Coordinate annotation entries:
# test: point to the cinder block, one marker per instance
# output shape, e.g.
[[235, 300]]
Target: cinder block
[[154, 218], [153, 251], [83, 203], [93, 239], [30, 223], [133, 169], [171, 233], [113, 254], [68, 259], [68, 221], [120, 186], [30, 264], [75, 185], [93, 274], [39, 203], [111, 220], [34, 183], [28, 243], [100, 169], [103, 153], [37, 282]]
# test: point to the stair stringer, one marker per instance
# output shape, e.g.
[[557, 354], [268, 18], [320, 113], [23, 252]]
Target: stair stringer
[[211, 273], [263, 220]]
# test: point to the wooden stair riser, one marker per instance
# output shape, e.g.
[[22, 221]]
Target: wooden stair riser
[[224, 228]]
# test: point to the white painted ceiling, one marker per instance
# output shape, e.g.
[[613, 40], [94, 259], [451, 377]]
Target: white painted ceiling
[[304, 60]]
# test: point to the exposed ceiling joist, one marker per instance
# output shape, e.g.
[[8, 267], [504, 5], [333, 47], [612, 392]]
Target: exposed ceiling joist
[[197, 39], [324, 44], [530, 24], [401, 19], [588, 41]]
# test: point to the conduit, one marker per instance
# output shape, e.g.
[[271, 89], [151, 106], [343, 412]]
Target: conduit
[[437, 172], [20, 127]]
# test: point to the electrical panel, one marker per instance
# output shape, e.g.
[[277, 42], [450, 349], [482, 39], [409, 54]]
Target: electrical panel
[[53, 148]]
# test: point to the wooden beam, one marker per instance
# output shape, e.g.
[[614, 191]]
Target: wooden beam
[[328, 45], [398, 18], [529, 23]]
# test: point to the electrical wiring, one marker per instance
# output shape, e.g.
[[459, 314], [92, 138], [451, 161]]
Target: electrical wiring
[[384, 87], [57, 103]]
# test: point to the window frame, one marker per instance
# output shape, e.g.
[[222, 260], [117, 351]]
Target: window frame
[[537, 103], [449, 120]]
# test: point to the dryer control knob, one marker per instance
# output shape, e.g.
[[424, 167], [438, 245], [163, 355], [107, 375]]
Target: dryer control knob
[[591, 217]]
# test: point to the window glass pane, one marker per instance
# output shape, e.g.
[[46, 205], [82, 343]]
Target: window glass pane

- AIM
Copy every row above, line for line and without any changes.

- WRITTEN ANSWER
# test: point to the cinder block, one marker per instance
# output shape, e.g.
[[235, 300]]
Target: cinder block
[[154, 218], [153, 251], [83, 203], [93, 239], [30, 223], [133, 169], [171, 233], [113, 254], [68, 259], [68, 221], [120, 186], [30, 264], [75, 185], [93, 274], [39, 203], [111, 220], [34, 183], [28, 243], [100, 169], [103, 153], [37, 282]]
# test: point to the stair stringer, one marker per instance
# output shape, e.g.
[[557, 354], [268, 18], [320, 113], [23, 252]]
Target: stair stringer
[[211, 273], [263, 220]]
# test: point to the wooden stair riser, one marker per instance
# output shape, e.g.
[[22, 221]]
Target: wooden stair riser
[[224, 228]]
# test: point to the white painted ceiling, one marker per instance
# output shape, e.g.
[[613, 40], [94, 259], [451, 377]]
Target: white painted ceiling
[[304, 60]]
# test: point to the exposed ceiling joist, one marker per instance
# output shape, e.g.
[[8, 267], [504, 5], [333, 47], [612, 392]]
Target: exposed ceiling joist
[[197, 39], [324, 44], [530, 24], [401, 19], [588, 41]]
# test: point to the conduit, one marker per instance
# output shape, e.g.
[[271, 89], [151, 106], [343, 412]]
Target: conduit
[[437, 172], [20, 127]]
# test: point to the electrical panel, one marker per instance
# output shape, e.g.
[[277, 42], [450, 349], [482, 39], [409, 54]]
Target: electrical panel
[[53, 148]]
# test: point to the wooden beam, one marker per instance
# output shape, e.g.
[[614, 191]]
Target: wooden beam
[[328, 45], [398, 18], [529, 23]]
# test: point to the electrical wiring, one marker per instance
# output shape, e.g.
[[459, 314], [92, 138], [451, 161]]
Target: electrical wiring
[[384, 87], [57, 103]]
# test: point to the window frame, one marker per instance
# output shape, e.g.
[[222, 260], [117, 351]]
Target: window frame
[[537, 103], [449, 120]]
# test: point to the dryer control knob, one marker per instance
# output shape, e.g.
[[424, 167], [438, 245], [163, 355], [107, 375]]
Target: dryer control knob
[[591, 217]]
# test: point to the window glass pane, one marker per instance
# output shape, e.g.
[[46, 205], [82, 343]]
Target: window glass pane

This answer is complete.